▶ **ABOUT THIS EXERCISE**: Could you output the complete listing given below exactly?

▶ **GIVEN RECORDS**:
----

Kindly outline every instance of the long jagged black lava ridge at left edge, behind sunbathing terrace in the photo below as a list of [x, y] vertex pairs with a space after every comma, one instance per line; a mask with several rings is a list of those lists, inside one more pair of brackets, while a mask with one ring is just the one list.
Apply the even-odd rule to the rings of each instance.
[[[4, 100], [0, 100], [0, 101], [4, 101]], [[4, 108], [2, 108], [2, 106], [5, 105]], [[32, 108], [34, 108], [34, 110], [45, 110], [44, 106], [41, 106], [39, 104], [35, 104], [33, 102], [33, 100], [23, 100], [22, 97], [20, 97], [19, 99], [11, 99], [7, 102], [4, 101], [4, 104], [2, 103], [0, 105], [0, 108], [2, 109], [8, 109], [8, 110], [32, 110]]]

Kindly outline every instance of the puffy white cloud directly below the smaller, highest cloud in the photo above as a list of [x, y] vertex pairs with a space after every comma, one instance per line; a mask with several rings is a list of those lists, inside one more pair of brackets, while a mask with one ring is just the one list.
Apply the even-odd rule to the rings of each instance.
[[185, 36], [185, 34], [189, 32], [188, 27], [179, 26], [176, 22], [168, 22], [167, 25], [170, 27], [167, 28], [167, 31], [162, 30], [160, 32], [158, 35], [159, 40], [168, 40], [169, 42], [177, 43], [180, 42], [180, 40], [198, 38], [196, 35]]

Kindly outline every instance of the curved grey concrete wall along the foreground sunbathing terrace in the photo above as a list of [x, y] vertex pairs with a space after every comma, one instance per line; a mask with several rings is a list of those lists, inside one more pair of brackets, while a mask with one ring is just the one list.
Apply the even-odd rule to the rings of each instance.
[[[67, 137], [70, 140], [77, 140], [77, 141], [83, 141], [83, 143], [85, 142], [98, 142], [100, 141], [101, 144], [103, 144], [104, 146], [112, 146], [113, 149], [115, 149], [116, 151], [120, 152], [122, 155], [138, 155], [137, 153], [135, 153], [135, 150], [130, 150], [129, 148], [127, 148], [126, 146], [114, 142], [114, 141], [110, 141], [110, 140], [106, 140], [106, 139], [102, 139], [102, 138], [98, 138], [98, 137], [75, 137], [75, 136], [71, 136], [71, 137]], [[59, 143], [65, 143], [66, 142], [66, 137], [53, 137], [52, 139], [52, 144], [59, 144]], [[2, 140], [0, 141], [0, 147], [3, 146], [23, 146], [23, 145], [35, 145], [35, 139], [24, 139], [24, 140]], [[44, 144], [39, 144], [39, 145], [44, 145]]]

----

▶ **EXERCISE OUTPUT**:
Kindly outline every instance of the long jagged black lava ridge at left edge, behind sunbathing terrace in the photo below as a list of [x, y] vertex pairs with a space after every comma, one instance per line; a mask with several rings is a list of those lists, inside one more pair of brackets, while a mask with one ring is just the one list.
Apply the even-odd rule to the rings of each instance.
[[[4, 100], [0, 100], [0, 101], [4, 101]], [[4, 108], [2, 108], [2, 106], [5, 105]], [[32, 108], [34, 108], [34, 110], [45, 110], [44, 106], [41, 106], [39, 104], [35, 104], [33, 102], [33, 100], [23, 100], [22, 97], [20, 97], [19, 99], [11, 99], [7, 102], [4, 101], [4, 104], [2, 103], [0, 105], [0, 108], [2, 109], [8, 109], [8, 110], [32, 110]]]

Kindly outline every instance of the puffy white cloud directly below the smaller, highest cloud in the photo above as a list of [x, y] vertex pairs with a space after every comma, one instance per line; a mask with several rings is a list of those lists, inside one more pair of brackets, while a mask with one ring is just the one list.
Apply the even-odd rule to the rings of each instance.
[[185, 36], [185, 34], [189, 32], [188, 27], [179, 26], [176, 22], [168, 22], [167, 25], [170, 27], [167, 28], [167, 31], [162, 30], [160, 32], [158, 35], [159, 40], [168, 40], [169, 42], [177, 43], [180, 42], [180, 40], [198, 38], [196, 35]]

Kindly outline every instance of the curved grey concrete wall along the foreground sunbathing terrace in the photo above as a list of [x, y] vertex pairs with a space after every comma, one instance per line; a mask with several rings is a list of those lists, inside one more pair of brackets, while a mask with one ring is just the one list.
Apply the even-odd rule to the rings of each instance.
[[[67, 137], [70, 140], [77, 140], [77, 141], [83, 141], [83, 143], [85, 142], [98, 142], [100, 141], [101, 144], [103, 144], [104, 146], [112, 146], [113, 149], [115, 149], [116, 151], [120, 152], [122, 155], [138, 155], [137, 153], [135, 153], [135, 150], [130, 150], [129, 148], [127, 148], [126, 146], [114, 142], [114, 141], [110, 141], [110, 140], [106, 140], [106, 139], [102, 139], [102, 138], [98, 138], [98, 137], [75, 137], [75, 136], [71, 136], [71, 137]], [[59, 143], [65, 143], [66, 142], [66, 137], [53, 137], [52, 139], [52, 144], [59, 144]], [[2, 140], [0, 141], [0, 147], [3, 146], [23, 146], [23, 145], [35, 145], [35, 139], [24, 139], [24, 140]], [[44, 144], [39, 144], [39, 145], [44, 145]]]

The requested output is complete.